What you need to do — Extract the text of every entry below exactly; leave images out.

Dataset items
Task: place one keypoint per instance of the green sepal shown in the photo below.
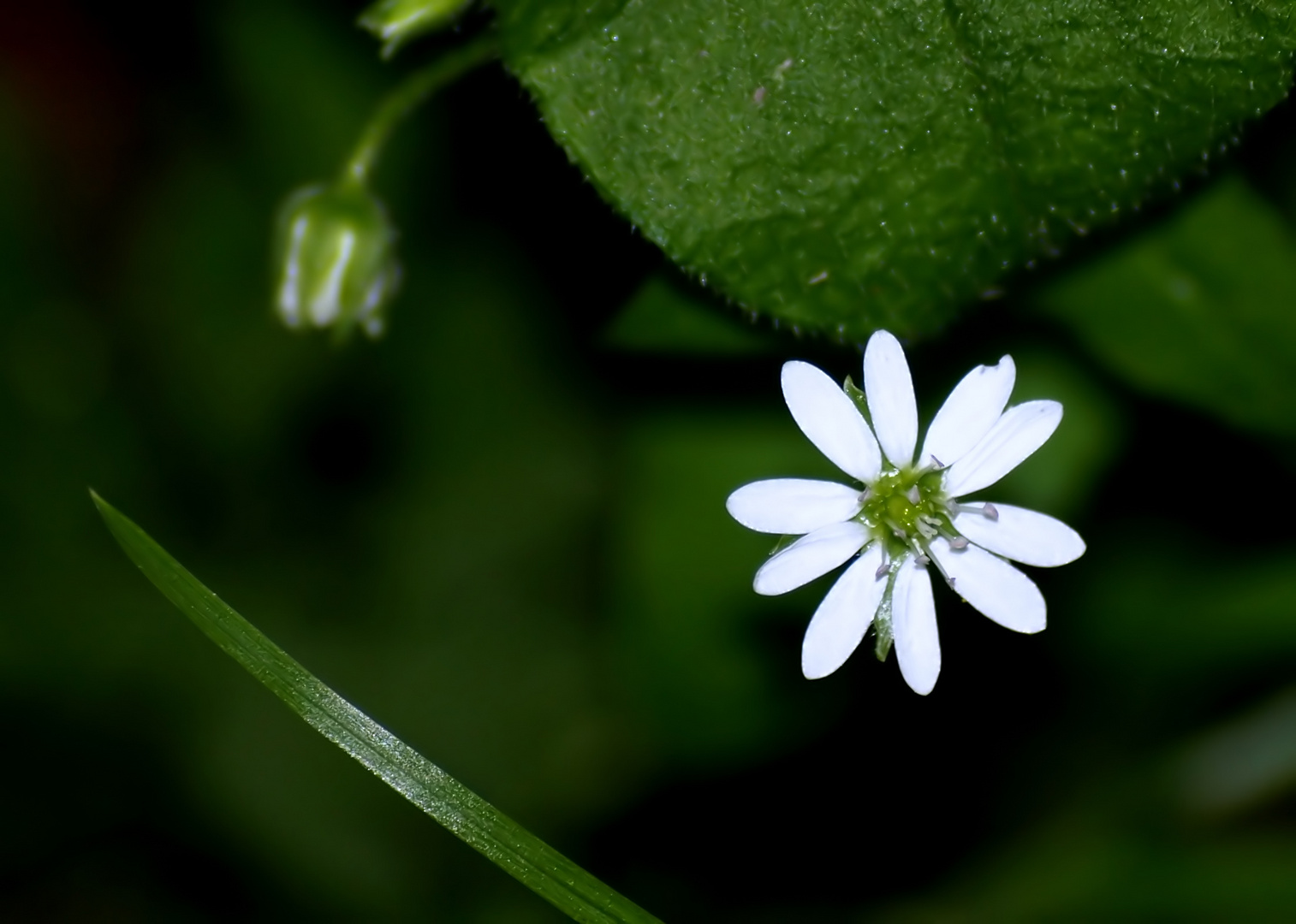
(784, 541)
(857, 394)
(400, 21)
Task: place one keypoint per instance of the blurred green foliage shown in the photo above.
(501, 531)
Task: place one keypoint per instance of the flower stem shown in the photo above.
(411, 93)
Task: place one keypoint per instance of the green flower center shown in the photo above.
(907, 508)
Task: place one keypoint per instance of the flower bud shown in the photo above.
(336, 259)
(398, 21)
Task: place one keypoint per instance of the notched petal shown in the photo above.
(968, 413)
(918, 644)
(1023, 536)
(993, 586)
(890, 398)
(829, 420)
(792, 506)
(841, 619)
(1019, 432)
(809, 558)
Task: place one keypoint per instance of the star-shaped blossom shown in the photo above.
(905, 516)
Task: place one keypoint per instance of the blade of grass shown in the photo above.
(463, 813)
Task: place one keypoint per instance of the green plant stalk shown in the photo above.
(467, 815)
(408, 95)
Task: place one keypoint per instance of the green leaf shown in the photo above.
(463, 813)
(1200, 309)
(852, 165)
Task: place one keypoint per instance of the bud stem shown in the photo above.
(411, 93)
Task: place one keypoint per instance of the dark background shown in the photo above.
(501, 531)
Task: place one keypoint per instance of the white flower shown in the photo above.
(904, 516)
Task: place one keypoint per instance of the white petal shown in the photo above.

Result of this exercise —
Task: place one keypoint per instance of the green sepal shown in the photo below.
(784, 541)
(857, 394)
(400, 21)
Task: place one keypoint per instance of the blurred green foliage shown in the photo above.
(501, 531)
Task: place one keypoint per instance of the flower stem shown in the photo above.
(411, 93)
Task: place one keypoint per instance of the green flower center shown in the photo above.
(907, 508)
Task: place one keypoint per instance of the flower bud shown in the photo above.
(336, 259)
(398, 21)
Task: place one keypoint per instance of the notched petal shown in the photo above.
(968, 413)
(918, 644)
(1023, 536)
(993, 586)
(890, 398)
(829, 420)
(792, 506)
(841, 619)
(1019, 432)
(809, 558)
Task: place one keypoint per instance of the star-shaped blossom shown in the photo above.
(905, 516)
Task: place one keypoint per instance of the blade of grass shown in the photo above.
(463, 813)
Task: place one keypoint per instance of the green plant stalk shown in the photo above.
(467, 815)
(408, 95)
Task: place one keypoint per instance of the green leaf shown in the photo above.
(463, 813)
(1200, 309)
(852, 165)
Task: place one keypoint per instance of the bud stem shown in the photo above.
(411, 93)
Task: place one keypoint per instance of the dark background shown in the photo above.
(501, 531)
Task: place one keypoint per instance of the white flower shown in the photo above.
(904, 516)
Task: place one keypoint per instance of the white petal shown in the photo above.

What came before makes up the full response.